----- DATA TO USE
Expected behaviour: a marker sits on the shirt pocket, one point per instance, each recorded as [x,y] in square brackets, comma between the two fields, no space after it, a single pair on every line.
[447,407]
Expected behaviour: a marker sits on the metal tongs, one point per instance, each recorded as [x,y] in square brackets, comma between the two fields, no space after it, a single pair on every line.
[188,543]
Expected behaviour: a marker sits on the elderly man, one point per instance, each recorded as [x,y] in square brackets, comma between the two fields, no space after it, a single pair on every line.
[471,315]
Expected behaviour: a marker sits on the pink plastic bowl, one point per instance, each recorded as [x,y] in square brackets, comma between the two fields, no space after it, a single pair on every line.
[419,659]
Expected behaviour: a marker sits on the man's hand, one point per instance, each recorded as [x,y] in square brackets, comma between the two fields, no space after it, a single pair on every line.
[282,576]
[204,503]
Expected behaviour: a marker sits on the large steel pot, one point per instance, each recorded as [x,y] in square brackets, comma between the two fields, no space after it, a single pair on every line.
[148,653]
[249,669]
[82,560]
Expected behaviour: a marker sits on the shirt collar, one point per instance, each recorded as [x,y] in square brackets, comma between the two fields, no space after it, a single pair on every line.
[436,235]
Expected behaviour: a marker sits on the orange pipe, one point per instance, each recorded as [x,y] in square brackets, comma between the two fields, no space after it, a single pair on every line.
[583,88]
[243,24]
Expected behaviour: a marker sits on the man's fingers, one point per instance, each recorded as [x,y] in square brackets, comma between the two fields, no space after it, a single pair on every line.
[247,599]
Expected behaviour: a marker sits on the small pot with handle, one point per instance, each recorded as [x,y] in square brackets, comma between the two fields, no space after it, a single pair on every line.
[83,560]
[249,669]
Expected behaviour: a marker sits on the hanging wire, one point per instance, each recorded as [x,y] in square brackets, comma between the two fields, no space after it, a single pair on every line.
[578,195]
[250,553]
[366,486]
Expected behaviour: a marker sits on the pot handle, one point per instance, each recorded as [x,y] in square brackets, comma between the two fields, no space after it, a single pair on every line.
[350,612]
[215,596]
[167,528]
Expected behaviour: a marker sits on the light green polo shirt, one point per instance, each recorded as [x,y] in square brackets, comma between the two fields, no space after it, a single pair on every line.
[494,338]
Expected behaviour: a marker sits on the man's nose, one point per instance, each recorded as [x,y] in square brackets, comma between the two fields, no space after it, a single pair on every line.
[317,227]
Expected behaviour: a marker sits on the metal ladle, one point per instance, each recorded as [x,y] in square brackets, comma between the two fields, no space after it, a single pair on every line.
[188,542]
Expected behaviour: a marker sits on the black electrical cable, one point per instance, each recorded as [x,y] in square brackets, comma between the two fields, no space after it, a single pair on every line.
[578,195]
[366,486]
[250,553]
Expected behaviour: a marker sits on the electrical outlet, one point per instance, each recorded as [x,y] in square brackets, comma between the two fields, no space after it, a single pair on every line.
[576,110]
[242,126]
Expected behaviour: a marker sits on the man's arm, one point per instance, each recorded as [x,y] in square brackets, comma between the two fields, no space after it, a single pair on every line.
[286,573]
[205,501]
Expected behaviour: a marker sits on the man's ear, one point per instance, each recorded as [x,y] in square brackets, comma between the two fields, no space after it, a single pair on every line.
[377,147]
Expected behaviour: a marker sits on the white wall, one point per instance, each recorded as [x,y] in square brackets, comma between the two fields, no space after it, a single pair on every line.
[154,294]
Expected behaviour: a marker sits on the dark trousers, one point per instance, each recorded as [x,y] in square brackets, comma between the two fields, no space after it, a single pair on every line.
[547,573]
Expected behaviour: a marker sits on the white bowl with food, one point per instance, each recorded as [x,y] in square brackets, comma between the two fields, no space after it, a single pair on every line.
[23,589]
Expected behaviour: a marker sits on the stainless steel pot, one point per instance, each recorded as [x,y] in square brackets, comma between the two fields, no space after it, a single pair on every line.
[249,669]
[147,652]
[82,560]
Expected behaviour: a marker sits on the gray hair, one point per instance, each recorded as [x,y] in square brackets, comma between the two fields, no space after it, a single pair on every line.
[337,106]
----------
## REQUEST
Each record must be returned exactly as it is written.

## SOLUTION TO THIS EXERCISE
Expected behaviour: a marker sits on the shirt pocket, one point per instance, each recorded as [x,y] in square brackets, comma between the two fields, no space after it, a single pair on every line.
[447,407]
Expected behaviour: a marker sits on the metal tongs, one point per instance, each recorded as [x,y] in square brackets, comma between the two fields, no space after it, a single pair on every line.
[188,543]
Expected behaviour: a marker sits on the elderly man, one point per instance, each recorded as [x,y] in square brackets, comma between the two fields, no space after it, a single pair on every line.
[471,315]
Expected behaviour: a marker sits on the pink plastic bowl, one point per instance, each recorded as [x,y] in square brackets, comma between the two fields, no space after it, a single pair on every line.
[419,659]
Expected behaviour: a marker sits on the man's hand, one point per instance, each recorded as [x,y] in square brackets, comma between the two fields, no space after it, a single pair on every line.
[282,576]
[204,503]
Expected behaviour: a marker sits on the large steel pot, one point per instance, each recorded as [x,y] in square brackets, comma between the two fields, no space after it, a single pair on every line.
[148,653]
[249,669]
[82,560]
Expected behaviour: a marker sits on the shirt collar, one point per instance, each recorded as [x,y] in square brackets, comma between the two fields, no space after it, a single pair on every line.
[436,235]
Expected behaviour: a marker sits on the orange pipe, one point per instance, each recorded as [x,y] in square brackets, comma between the two fields, no space after it, a single pair on every line.
[583,88]
[243,24]
Expected behaviour: a marker sits on the man's fingers, one point per instance, each recorded as [x,y] in square brackets, comma between the two fields, no space after it, a single pair on every line.
[247,599]
Expected behaviour: a marker sits on the small pot with handle, one point per instance, each recorded as [x,y] in square brackets, comma between the two fields, no space after it, a single pair on every line.
[83,560]
[249,669]
Expected behaviour: a marker sits on the hanging wire, one point per instance, each recorded as [x,y] in square brackets, comma between the two fields, no space after it, a single pair on every line.
[578,195]
[250,553]
[366,486]
Expected behaviour: a marker sits on the pot handle, one point per instance, each recorded as [x,y] in square brackets, comma between the two fields, no space after it, a single pair on every line.
[350,612]
[215,596]
[167,528]
Expected behaviour: a marker sits on the light green polo shirt, one point per instance, each recorded as [x,y] in square brackets, comma between the two fields, no space after it, a single pair on every line.
[494,338]
Expected behaviour: a marker sits on the man's nose, one point per instance, each recorded as [x,y] in square brackets, comma between the two fields, no space after it, a single pair on every line.
[317,227]
Expected behaviour: a marker sits on the metal ladle, one point per instance, each recorded as [x,y] in square brackets, comma between the two fields, no space after it, a single pair on every line.
[188,542]
Expected behaviour: a marker sits on the black electrical cable, one point per instance, each recorded as [x,y] in square brackets, comma between the two fields, no space after it, a single pair on every line.
[578,195]
[366,486]
[250,553]
Expected behaviour: a marker sits on the electrical outlet, one point per instance, each recorded as [x,y] in square brackets, comma between the two fields, no space after it, a single pair on every line.
[576,110]
[242,126]
Expected behaviour: a marker sits on the man's arm, one point per instance, each recorded as [x,y] in square brackets, comma between the two fields, no space after it, a single pair on every line.
[286,573]
[205,501]
Expected behaviour: a marker sits on the man's ear, one point per instance, each recorded as [x,y] in square brackets, comma between the two fields, no space after it, a single pair on every line.
[377,147]
Expected behaviour: a marker sits on the white wall, one point per instance, each recorded as [x,y] in square brackets, comma between the two fields, no space after it, a single pair on every line.
[154,294]
Expected behaviour: a marker sits on the dark trousers, one point per instance, each recorded as [x,y] in square brackets, comma between the two fields, no space after it, a single pair on every line.
[547,573]
Expected behaviour: a marker sits on the white bowl with food, one point per instance, each recorded as [x,y] in square brackets, comma between the two fields, no space after it, a single pair on every line.
[23,589]
Expected behaviour: a marker sits on the stainless steel pot, one point per instance, each recorded as [x,y] in square brackets, comma between the two fields, no space after it, a single pair on every line.
[249,669]
[147,652]
[82,560]
Expected behaviour: a marker sits on the gray hair, one point per instance, each recorded as [x,y] in square brackets, comma between the two fields, no space after it, a single pair on every line.
[337,106]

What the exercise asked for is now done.